## THE TASK
Set the lines from the start of the items through the line containing "positive clicks: (343, 243)" into a Markdown table with the columns Row and Line. Number each line, and omit blank lines and pictures.

■ ■ ■ ■

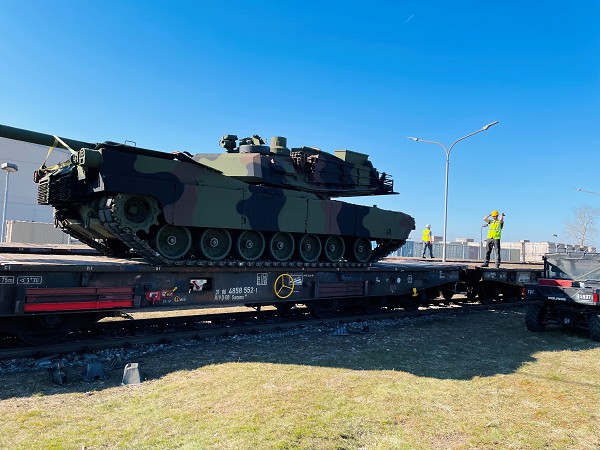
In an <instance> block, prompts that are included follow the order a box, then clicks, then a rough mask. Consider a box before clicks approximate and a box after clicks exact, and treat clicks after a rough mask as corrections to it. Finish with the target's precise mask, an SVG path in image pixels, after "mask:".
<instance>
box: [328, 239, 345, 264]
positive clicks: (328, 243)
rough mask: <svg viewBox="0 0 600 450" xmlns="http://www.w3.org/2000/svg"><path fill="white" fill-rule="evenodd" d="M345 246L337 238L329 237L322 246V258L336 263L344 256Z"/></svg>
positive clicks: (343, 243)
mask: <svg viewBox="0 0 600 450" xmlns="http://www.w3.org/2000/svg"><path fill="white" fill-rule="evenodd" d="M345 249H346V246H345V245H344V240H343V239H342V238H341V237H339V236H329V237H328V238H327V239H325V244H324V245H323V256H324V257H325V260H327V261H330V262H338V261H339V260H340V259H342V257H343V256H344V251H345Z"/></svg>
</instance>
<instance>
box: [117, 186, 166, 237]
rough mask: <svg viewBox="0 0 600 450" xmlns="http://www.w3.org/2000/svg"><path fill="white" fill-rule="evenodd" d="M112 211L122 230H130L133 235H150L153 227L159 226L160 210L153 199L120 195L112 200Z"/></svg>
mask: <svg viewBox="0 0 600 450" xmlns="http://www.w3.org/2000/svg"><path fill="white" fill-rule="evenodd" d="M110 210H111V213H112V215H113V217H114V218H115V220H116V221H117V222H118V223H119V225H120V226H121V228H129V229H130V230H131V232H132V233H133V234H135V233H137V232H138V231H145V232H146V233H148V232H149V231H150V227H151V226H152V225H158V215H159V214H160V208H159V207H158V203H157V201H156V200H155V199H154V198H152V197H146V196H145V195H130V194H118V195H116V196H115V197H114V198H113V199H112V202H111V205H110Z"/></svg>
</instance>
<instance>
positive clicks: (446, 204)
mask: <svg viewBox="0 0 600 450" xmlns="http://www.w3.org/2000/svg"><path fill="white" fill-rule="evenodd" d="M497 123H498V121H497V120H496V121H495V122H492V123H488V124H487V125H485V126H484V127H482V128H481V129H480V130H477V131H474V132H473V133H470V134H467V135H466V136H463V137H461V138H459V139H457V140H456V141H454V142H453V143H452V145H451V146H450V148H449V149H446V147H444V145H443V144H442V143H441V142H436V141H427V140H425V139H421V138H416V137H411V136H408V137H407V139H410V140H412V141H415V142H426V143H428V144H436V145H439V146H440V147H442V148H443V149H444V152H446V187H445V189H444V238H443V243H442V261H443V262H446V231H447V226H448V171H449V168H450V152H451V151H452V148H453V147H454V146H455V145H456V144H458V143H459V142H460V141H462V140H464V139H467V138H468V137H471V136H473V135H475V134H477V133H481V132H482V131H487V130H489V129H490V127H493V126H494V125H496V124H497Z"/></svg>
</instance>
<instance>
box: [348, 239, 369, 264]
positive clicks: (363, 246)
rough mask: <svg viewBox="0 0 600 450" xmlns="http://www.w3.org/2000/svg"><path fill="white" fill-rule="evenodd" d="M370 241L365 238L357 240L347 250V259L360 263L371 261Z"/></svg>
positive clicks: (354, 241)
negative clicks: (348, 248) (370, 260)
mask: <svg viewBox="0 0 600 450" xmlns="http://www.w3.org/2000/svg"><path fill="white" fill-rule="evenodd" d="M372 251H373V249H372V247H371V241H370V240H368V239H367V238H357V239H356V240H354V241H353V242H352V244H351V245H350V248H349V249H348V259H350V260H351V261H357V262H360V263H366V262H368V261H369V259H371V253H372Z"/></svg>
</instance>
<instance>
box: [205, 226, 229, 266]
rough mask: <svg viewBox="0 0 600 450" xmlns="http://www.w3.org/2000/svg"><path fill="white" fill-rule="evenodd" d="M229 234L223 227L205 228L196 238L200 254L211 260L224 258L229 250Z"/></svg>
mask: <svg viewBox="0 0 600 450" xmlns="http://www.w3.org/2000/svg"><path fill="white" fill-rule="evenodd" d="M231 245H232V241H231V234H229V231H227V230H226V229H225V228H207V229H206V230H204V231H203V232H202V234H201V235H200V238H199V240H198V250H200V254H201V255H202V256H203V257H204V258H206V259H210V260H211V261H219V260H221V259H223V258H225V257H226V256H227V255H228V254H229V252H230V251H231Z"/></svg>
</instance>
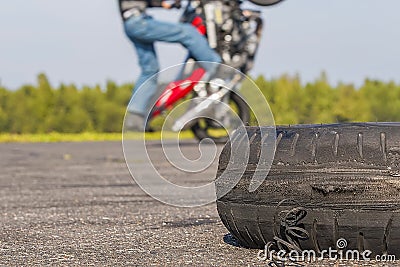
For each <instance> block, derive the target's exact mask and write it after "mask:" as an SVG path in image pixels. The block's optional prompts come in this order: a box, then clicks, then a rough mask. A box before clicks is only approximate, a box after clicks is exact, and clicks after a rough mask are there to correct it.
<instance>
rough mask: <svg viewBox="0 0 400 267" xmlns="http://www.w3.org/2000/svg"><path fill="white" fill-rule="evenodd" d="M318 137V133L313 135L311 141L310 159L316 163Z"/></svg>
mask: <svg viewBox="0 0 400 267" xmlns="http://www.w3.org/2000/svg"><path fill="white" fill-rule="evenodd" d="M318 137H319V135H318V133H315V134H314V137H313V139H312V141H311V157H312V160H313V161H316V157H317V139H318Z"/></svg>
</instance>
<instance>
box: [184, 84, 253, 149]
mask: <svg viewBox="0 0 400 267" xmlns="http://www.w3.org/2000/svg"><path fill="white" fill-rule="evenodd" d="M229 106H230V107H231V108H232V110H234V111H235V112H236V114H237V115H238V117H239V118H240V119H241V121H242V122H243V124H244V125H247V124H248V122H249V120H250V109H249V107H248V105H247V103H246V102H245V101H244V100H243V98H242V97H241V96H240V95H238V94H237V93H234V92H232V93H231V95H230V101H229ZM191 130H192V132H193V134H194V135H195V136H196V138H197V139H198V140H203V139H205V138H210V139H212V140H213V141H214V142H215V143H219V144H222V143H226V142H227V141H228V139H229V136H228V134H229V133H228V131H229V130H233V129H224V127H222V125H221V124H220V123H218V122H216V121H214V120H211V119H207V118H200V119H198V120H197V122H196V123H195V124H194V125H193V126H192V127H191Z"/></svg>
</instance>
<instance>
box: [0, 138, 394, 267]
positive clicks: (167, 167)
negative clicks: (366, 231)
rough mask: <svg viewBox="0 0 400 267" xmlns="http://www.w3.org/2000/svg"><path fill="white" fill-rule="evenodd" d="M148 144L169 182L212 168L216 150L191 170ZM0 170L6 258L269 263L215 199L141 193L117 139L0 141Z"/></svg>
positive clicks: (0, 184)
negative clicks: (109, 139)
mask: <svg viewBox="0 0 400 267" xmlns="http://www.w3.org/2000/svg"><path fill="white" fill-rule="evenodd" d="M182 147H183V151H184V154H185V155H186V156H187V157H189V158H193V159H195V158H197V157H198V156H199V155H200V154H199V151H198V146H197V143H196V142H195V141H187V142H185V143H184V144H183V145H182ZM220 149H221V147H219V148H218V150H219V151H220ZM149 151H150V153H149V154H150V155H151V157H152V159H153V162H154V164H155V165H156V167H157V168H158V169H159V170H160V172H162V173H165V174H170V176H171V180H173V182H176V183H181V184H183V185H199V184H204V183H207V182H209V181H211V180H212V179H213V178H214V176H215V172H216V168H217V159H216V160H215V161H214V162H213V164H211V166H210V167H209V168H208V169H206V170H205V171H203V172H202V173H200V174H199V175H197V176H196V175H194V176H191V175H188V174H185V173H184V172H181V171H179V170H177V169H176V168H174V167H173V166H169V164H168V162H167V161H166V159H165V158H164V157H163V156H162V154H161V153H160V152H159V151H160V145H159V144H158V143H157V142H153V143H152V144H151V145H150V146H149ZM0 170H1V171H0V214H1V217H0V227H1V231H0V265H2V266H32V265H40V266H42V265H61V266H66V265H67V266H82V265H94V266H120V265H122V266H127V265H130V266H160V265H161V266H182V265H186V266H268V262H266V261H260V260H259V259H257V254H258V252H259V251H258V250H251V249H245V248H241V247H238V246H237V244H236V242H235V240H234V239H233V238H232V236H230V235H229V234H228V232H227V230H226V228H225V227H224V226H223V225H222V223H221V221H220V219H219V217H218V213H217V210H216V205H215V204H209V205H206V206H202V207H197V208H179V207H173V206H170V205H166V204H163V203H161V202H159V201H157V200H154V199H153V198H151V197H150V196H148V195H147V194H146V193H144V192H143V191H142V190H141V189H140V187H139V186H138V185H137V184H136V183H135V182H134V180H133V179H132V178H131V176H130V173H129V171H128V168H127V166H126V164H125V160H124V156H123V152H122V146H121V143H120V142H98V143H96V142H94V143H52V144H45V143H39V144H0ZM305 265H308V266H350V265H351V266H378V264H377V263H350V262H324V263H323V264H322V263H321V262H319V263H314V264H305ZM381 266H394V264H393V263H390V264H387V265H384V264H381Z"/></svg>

■ ■ ■ ■

## YOUR RESPONSE
| Row | Line |
|---|---|
| 1 | In an <instance> block, prompts that are included follow the order a box, then clicks, then a rough mask. Consider a box before clicks approximate and a box after clicks exact, and treat clicks after a rough mask as corrections to it. Finish with the target's precise mask, an SVG path in image pixels, after "mask:". |
| 2 | <instance> |
| 3 | box: [328, 239, 345, 264] |
| 4 | positive clicks: (328, 243) |
| 5 | rough mask: <svg viewBox="0 0 600 450" xmlns="http://www.w3.org/2000/svg"><path fill="white" fill-rule="evenodd" d="M345 246L337 238L329 237L322 246V258L336 263L344 256Z"/></svg> |
| 6 | positive clicks: (343, 243) |